* [What you are asked to do] Nothing before the line containing "Task: place one pin on each instance of the curved" belongs in the answer; quote that line and all lines after it through the end of the material, word for word.
** start Records for this exercise **
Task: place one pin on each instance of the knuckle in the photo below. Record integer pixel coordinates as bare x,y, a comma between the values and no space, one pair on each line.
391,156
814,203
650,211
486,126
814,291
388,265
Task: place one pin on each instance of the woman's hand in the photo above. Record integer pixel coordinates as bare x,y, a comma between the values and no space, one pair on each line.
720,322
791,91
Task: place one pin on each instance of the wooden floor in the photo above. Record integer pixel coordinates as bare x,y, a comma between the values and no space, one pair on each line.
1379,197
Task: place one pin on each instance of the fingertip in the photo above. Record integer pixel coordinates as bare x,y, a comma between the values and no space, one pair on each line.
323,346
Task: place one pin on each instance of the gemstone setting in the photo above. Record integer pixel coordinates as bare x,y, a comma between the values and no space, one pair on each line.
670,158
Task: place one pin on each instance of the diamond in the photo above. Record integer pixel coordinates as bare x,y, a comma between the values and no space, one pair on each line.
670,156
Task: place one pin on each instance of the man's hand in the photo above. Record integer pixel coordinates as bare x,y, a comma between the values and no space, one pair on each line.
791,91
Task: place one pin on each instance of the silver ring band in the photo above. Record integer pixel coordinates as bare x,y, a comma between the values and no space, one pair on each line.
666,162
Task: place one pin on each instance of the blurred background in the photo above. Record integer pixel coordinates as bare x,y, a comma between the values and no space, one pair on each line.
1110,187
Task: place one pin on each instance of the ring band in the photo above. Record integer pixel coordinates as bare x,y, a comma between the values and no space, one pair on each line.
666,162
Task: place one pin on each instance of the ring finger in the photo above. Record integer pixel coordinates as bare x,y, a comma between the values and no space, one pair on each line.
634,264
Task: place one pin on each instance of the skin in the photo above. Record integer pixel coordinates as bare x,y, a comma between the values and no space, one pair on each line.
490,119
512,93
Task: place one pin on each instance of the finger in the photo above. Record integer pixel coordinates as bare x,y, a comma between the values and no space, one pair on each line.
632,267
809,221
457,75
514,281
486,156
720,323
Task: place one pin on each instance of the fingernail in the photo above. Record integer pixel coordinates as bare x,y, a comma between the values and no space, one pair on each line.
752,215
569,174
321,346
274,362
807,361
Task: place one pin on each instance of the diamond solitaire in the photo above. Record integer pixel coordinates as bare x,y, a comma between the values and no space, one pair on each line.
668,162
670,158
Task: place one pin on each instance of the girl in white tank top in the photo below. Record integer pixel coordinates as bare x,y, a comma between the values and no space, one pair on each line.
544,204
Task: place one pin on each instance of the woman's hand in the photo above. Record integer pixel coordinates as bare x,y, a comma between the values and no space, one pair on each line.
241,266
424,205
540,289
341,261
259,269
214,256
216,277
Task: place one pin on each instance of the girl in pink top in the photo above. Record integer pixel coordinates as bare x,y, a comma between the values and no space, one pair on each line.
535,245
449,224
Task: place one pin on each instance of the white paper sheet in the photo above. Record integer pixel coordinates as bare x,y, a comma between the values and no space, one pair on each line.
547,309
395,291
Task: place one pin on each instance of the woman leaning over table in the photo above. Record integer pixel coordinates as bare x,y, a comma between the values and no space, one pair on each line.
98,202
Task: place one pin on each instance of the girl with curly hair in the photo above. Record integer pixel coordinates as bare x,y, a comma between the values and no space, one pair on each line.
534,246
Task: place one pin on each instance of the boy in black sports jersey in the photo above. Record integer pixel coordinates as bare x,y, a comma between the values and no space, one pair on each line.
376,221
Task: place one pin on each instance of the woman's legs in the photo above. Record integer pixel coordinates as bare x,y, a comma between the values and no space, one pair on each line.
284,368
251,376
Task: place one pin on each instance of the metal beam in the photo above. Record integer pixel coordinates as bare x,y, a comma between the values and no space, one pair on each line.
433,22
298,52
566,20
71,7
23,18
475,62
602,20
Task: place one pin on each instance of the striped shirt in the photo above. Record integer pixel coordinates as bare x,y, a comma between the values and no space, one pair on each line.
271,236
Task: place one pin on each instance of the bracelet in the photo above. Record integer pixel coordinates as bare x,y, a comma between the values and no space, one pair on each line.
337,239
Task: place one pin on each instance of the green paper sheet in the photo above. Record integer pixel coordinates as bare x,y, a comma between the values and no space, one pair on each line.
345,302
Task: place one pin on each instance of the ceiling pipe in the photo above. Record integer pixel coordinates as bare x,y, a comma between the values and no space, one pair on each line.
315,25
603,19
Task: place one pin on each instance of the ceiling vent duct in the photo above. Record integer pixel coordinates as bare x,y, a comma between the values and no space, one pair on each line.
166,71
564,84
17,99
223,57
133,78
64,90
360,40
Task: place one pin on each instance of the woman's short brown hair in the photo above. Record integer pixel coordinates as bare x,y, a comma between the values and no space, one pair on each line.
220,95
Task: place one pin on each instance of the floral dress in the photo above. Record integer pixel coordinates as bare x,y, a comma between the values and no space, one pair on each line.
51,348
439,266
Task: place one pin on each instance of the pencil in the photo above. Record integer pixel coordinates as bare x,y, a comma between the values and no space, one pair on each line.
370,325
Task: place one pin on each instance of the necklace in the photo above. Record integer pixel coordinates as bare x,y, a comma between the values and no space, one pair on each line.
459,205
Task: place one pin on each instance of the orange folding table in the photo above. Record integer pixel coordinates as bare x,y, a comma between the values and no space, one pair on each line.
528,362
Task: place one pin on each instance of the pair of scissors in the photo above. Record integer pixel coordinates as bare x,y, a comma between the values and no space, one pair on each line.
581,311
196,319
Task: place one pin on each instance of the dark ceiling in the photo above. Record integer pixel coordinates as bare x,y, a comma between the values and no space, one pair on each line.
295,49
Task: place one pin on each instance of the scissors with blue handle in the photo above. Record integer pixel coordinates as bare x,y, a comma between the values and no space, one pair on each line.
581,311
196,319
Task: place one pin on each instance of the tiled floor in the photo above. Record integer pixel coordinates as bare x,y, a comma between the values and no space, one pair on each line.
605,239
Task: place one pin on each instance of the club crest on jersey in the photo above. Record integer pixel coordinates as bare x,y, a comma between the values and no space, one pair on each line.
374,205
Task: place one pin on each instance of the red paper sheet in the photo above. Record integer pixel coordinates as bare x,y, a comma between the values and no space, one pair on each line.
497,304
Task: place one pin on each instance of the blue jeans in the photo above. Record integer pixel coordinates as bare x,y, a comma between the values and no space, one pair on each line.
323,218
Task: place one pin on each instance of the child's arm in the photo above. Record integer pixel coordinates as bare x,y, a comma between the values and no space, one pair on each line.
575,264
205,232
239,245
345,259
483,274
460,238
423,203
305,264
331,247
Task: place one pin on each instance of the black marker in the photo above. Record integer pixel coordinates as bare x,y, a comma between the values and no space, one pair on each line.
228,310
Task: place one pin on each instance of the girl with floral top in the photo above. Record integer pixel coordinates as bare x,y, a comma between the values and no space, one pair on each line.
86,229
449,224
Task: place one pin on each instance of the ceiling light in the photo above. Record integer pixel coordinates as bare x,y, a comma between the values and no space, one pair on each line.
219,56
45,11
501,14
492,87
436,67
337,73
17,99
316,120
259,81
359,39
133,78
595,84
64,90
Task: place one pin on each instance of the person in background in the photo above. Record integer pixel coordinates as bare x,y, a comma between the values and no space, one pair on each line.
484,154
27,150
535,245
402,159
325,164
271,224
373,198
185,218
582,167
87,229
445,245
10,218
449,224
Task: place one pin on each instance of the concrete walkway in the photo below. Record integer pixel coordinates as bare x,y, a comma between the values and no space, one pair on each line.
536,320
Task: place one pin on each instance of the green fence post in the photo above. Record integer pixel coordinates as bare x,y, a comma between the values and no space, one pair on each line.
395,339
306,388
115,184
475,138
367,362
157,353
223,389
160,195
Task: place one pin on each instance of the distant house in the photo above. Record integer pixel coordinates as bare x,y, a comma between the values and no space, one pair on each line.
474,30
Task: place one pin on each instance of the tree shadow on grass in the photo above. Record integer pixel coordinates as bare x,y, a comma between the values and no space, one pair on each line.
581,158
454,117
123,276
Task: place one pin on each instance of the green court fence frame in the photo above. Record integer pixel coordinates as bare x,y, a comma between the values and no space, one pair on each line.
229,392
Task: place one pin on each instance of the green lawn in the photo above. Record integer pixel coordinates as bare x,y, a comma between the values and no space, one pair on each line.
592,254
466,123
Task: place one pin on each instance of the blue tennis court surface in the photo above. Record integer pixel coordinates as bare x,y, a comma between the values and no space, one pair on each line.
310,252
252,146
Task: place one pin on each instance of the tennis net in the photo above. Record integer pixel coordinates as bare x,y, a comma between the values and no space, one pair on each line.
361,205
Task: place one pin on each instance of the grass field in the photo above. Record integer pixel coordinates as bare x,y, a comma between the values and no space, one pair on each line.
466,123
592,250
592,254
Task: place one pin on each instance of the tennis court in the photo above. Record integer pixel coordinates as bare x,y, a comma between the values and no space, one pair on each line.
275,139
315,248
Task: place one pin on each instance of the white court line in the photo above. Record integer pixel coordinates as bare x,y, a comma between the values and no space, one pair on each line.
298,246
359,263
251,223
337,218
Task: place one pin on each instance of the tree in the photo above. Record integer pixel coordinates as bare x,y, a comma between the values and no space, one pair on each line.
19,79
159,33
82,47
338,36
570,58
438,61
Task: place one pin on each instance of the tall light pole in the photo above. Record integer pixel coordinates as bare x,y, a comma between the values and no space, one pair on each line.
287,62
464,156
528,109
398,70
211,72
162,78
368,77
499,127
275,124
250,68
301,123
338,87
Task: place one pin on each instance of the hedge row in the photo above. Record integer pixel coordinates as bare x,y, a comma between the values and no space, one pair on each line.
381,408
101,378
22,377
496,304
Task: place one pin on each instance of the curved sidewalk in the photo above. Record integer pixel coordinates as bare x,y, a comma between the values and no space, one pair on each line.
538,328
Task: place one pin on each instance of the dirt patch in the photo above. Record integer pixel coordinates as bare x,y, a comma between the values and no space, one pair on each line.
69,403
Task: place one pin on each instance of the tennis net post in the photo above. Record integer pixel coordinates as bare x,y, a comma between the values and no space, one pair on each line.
** end Records for this exercise **
* [Finished exercise]
Task: place one pin on each instance of the curved sidewalk in the photo above. Record integer pixel coordinates as bare x,y, a comma between the values and no space, one pair on each line.
538,328
Task: place one pin on each instance of the dirt patch in the photo above. Record integer pixel coordinates as bare x,y, a comma between the values and no space, one pair on each line.
69,403
Task: place one pin on each instance of the tennis net post in the photo above. Record integer pixel coordinates as bare x,y, a comma between the values and no space, one pair on each line.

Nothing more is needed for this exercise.